-- Saved data entries --
>> begin

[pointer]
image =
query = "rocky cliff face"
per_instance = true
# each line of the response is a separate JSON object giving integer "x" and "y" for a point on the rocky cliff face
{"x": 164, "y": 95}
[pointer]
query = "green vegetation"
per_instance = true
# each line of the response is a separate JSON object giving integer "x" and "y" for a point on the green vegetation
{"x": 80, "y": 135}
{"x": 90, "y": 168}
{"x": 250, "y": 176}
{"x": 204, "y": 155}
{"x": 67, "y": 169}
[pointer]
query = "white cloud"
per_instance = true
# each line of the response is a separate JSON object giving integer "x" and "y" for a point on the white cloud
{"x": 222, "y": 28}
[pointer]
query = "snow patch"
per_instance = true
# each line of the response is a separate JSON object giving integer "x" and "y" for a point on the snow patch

>> end
>> begin

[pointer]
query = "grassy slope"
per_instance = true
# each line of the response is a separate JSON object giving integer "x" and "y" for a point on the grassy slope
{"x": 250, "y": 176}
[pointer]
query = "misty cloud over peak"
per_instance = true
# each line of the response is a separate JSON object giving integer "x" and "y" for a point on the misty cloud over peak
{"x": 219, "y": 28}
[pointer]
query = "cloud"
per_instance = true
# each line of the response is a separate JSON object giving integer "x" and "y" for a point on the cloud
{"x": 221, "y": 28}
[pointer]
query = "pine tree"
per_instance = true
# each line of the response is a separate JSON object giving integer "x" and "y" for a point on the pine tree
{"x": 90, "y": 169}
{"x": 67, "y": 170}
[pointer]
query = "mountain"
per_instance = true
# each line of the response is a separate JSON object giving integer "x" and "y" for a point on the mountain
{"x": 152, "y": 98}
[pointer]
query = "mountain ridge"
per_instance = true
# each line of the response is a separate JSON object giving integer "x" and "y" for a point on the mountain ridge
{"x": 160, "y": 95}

>> end

-- Task description --
Count the lines in the rows above that contain the word "each". Reply with the number alone.

-- The result --
10